What to produce :: Copy these records line for line, covering every one of them.

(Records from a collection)
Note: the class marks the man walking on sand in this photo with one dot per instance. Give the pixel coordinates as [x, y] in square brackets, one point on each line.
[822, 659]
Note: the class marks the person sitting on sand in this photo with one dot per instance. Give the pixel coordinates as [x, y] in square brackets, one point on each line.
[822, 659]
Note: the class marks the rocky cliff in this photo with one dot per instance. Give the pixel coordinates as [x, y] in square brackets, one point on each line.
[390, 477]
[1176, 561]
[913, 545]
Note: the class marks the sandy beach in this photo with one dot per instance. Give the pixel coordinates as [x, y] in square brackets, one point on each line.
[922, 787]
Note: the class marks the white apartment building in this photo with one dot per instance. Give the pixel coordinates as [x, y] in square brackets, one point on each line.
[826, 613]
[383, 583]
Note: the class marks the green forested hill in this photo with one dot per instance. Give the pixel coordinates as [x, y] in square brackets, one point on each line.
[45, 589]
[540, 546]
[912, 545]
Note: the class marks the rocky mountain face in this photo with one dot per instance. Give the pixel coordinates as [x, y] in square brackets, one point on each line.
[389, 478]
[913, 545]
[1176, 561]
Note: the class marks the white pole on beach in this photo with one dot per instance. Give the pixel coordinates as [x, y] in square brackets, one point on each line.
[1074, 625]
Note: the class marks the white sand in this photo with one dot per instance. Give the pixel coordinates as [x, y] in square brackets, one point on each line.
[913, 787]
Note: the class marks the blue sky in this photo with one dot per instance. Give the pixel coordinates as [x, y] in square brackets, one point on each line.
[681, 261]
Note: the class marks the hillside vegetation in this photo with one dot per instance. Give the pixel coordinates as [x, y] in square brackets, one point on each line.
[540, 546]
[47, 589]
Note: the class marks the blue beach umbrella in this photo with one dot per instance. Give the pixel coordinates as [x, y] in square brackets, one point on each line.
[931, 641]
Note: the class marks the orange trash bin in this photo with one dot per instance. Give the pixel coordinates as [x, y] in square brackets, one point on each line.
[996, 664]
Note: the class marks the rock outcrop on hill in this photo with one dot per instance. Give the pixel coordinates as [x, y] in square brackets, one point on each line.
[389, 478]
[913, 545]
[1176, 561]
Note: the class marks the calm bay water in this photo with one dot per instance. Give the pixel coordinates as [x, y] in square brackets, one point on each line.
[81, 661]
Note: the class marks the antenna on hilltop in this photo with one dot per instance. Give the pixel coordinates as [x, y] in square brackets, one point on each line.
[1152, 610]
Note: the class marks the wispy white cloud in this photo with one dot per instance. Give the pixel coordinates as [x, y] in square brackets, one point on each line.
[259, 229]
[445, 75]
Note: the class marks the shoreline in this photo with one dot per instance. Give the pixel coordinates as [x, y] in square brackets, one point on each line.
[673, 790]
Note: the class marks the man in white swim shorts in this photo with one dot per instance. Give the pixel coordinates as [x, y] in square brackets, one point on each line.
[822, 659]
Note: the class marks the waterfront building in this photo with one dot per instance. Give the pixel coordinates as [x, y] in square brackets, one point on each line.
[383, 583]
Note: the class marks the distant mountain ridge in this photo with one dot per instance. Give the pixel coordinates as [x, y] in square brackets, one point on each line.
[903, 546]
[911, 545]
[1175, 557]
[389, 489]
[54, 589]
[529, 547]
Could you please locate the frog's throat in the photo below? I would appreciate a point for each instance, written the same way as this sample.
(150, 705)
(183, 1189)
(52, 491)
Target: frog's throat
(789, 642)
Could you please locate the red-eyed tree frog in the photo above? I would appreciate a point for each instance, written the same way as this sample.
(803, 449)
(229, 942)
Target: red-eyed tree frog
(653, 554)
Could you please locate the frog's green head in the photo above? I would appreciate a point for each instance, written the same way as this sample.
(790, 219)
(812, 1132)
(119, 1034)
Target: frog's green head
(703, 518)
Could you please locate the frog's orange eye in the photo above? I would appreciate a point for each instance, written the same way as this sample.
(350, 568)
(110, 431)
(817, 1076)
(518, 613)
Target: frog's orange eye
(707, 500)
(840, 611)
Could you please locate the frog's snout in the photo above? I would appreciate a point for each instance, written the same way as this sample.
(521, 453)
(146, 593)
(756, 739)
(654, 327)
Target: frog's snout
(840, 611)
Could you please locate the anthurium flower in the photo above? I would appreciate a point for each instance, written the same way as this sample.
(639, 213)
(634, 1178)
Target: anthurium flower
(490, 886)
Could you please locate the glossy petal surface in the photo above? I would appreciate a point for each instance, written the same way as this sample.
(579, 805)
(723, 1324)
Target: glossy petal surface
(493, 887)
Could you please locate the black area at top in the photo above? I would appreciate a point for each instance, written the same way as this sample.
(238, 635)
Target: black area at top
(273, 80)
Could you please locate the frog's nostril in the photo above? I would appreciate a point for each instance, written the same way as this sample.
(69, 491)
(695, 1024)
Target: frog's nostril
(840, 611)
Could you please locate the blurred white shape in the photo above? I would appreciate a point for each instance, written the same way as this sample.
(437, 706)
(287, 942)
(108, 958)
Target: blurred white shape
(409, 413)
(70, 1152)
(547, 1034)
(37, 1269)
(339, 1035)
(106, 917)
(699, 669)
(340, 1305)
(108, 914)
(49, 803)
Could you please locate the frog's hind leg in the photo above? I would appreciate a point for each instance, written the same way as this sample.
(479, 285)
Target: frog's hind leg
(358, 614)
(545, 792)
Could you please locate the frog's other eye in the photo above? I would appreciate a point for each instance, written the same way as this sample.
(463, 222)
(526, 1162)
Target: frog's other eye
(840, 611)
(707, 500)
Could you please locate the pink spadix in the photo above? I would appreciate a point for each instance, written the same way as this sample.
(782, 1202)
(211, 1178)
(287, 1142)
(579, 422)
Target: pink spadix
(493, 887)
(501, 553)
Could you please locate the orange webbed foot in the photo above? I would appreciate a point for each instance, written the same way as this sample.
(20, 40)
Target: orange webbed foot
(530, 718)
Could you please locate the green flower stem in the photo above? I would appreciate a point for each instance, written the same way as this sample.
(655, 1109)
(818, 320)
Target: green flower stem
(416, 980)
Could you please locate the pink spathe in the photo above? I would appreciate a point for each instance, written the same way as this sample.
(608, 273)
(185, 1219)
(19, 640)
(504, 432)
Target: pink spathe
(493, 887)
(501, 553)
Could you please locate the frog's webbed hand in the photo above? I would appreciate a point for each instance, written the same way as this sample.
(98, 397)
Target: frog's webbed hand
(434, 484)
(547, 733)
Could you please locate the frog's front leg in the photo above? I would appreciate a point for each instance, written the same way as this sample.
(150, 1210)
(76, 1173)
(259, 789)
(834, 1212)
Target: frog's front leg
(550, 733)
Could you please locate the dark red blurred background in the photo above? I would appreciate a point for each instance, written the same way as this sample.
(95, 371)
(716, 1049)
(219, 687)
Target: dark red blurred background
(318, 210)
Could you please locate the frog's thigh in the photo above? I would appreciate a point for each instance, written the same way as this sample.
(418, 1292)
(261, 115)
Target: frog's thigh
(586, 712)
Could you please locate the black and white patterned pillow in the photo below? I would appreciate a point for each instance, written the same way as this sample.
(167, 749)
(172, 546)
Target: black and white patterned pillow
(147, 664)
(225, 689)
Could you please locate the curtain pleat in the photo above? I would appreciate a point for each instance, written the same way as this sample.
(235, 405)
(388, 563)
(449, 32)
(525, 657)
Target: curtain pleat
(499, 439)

Reply ::
Note: the class marks the man walking on sand in this photo with one dot per instance. Give the pixel coordinates as [x, y] in square brackets, one point on each line.
[822, 659]
Note: the class marks the person sitting on sand in this photo with one dot per instance. Give the pixel coordinates as [x, y] in square brackets, one point on each line.
[822, 659]
Note: the class marks the rocky cliff in this photo with one dot per instance. Give the pixel coordinates as [x, y] in square brackets, one point on each line.
[390, 477]
[1176, 561]
[913, 545]
Note: the class marks the sandy beach in this photo with one dot per instance. Give the pixel coordinates as [x, y] in square brackets, one point on each line.
[922, 787]
Note: the class marks the white apartment building in this photo with one dot per instance. Give the pixel coordinates as [x, y] in square brackets, one point on each line.
[826, 613]
[383, 583]
Note: the class marks the green forested hill in this photo with one dot per instance. Give the pixel coordinates as [x, y] in square brackets, one point on each line.
[45, 589]
[540, 546]
[912, 545]
Note: the class marks the rocky mountain face in this photo with one dot per instance. Give the pixel coordinates as [x, y] in square brackets, one point on each line.
[389, 478]
[913, 545]
[1176, 561]
Note: the class marks the white pole on beach in this photo with one dot per instance. Give the pixel coordinates as [x, y] in square brackets, one point on each line.
[1074, 625]
Note: the class marks the white sand in this photo with one dot per instance. Give the pixel coordinates as [x, y] in square brackets, one point on each line.
[913, 787]
Note: the class marks the blue sky in this photo with one dot per instance. Give the pixel coordinates as [x, y] in square brackets, one point on each line.
[681, 261]
Note: the class marks the hillside vegetation in this photo with one dot per instance. Give the pixel coordinates as [x, y] in square brackets, one point on each line.
[540, 546]
[47, 589]
Note: the class marks the blue beach umbrella in this photo with one dot per instance. Give the pixel coordinates as [x, y] in square brackets, one point on each line.
[931, 641]
Note: the class marks the orange trash bin in this photo with one dot per instance. Give the pixel coordinates as [x, y] in square brackets, one point on each line.
[996, 664]
Note: the class marks the rock outcrop on hill in this photo with one dot per instance. Give the pixel coordinates as [x, y] in square brackets, one point on each line.
[389, 478]
[913, 545]
[1176, 561]
Note: the class marks the calm bay water in this photo with one dot per instance. Give the pixel coordinates as [x, y] in square brackets, one point on each line.
[81, 661]
Note: the class marks the antenna on hilltop in this photo with one dot per instance. Give the pixel coordinates as [x, y] in square brackets, one point on each line.
[1152, 610]
Note: the class marks the wispy white cloud in this photo with one dot per instance. Give the pixel coordinates as [x, y] in square brackets, one point on each line.
[259, 229]
[445, 75]
Note: the class marks the shoreline in this photo with one dot per instance. Give the pixel coordinates as [x, y] in square brackets, one point on each line.
[673, 790]
Note: the class marks the man in white swim shorts in this photo with one dot per instance. Give the pixel coordinates as [x, y] in square brackets, one point on each line.
[822, 659]
Note: the class marks the waterfront building in this photo with one dot per instance. Give the pixel coordinates as [x, y] in square brackets, one point on each line.
[383, 583]
Note: the class marks the distant mountain ridge in this photo with one dot per instance. Give the pixel coordinates as [x, y] in square brackets, one point on each line.
[903, 546]
[911, 545]
[1175, 557]
[389, 489]
[54, 589]
[529, 547]
Could you please locate the frog's throat in the photo below? I would appreciate a point for each instance, written the same way as this sample.
(150, 705)
(183, 1189)
(52, 491)
Target: frog's throat
(789, 642)
Could you please locate the red-eyed tree frog in the photo above? I would appreciate a point for each instance, written the same way as this sample.
(803, 449)
(229, 942)
Target: red-eyed tree frog
(653, 554)
Could you please locate the frog's green head in the photo above? I would appreciate a point for each instance, written the same way as this sample.
(790, 219)
(812, 1132)
(119, 1034)
Target: frog's green head
(703, 518)
Could you please locate the frog's orange eye in the photo above? I would appreciate a point for each instance, written the same way as this sample.
(350, 568)
(110, 431)
(817, 1076)
(518, 613)
Target: frog's orange eye
(707, 500)
(840, 611)
Could you please locate the frog's snout in the photo above? I would appreciate a point for each instance, written the same way as this sample.
(521, 453)
(146, 593)
(756, 739)
(654, 327)
Target: frog's snout
(840, 611)
Could you please locate the anthurium flower in the photo above? I would appreciate a point for each instance, written the same way as this sample.
(639, 213)
(634, 1178)
Target: anthurium flower
(490, 886)
Could you please locate the glossy petal surface in the photo above? I would appreciate a point for each instance, written the same way as this sample.
(579, 805)
(723, 1324)
Target: glossy petal surface
(493, 887)
Could you please locate the black area at top in the photo above? I would appreciate a point for each instance, written the same way as this sample.
(238, 635)
Target: black area at top
(273, 80)
Could you please locate the frog's nostril in the photo above? I would appreciate a point for each instance, written the same way as this sample.
(69, 491)
(695, 1024)
Target: frog's nostril
(840, 611)
Could you please locate the blurred white shape in the photo above? I would appreciate a point for each instance, written the same way as this sample.
(437, 706)
(287, 942)
(108, 958)
Target: blurred white shape
(409, 413)
(70, 1152)
(547, 1034)
(37, 1269)
(339, 1035)
(106, 917)
(699, 669)
(340, 1305)
(108, 914)
(49, 803)
Could you please locate the frog's hind leg in the photo above? I would appreciate a point for each instance, written the same way as this sample.
(479, 285)
Target: frog's hind leg
(358, 614)
(545, 792)
Could you please locate the frog's other eye in the photo above? I would appreciate a point for each instance, written the same way as this sample.
(463, 222)
(526, 1162)
Target: frog's other eye
(840, 611)
(707, 500)
Could you please locate the pink spadix in the photo above? I would appreciate a point for each instance, written the same way as this sample.
(782, 1202)
(211, 1178)
(287, 1142)
(579, 422)
Target: pink spadix
(493, 887)
(501, 553)
Could you please locate the orange webbed foot in the photo above? I would appreciate a point for each instance, written the same way as this sample.
(20, 40)
Target: orange webbed foot
(530, 718)
Could you please locate the green flower stem in the photo above? I would appreciate a point for each instance, written the same way as this sample.
(655, 1109)
(818, 320)
Target: green flower stem
(416, 980)
Could you please locate the pink spathe in the photo above? I would appreciate a point for each instance, written the same way as this sample.
(608, 273)
(185, 1219)
(19, 640)
(504, 432)
Target: pink spathe
(493, 887)
(501, 553)
Could you please locate the frog's webbed hand in the photo above? I would appreciate a point for each instance, written the same way as this sample.
(98, 397)
Target: frog's webbed hand
(434, 484)
(547, 733)
Could you please locate the frog's front leg in the photo above? I would appreciate a point for each instance, written the same way as this sample.
(150, 1210)
(76, 1173)
(259, 789)
(834, 1212)
Target: frog's front leg
(550, 733)
Could you please locate the dark red blurred background in the photo above? I would appreciate a point for each instance, written the same way as this sample.
(95, 371)
(716, 1049)
(219, 687)
Target: dark red blurred background
(318, 210)
Could you please locate the frog's thigh in the photo above? I would appreciate a point for each instance, written the same way as this sample.
(418, 1292)
(261, 115)
Target: frog's thigh
(586, 712)
Could you please locate the black and white patterned pillow in the photo below? I would appreciate a point for each instance, written the same way as this sample.
(167, 749)
(172, 546)
Target: black and white patterned pillow
(147, 664)
(225, 689)
Could you please locate the curtain pleat in the photo above? I would appreciate a point for each instance, written the same way as this sample.
(235, 405)
(388, 563)
(449, 32)
(525, 657)
Target: curtain pleat
(499, 439)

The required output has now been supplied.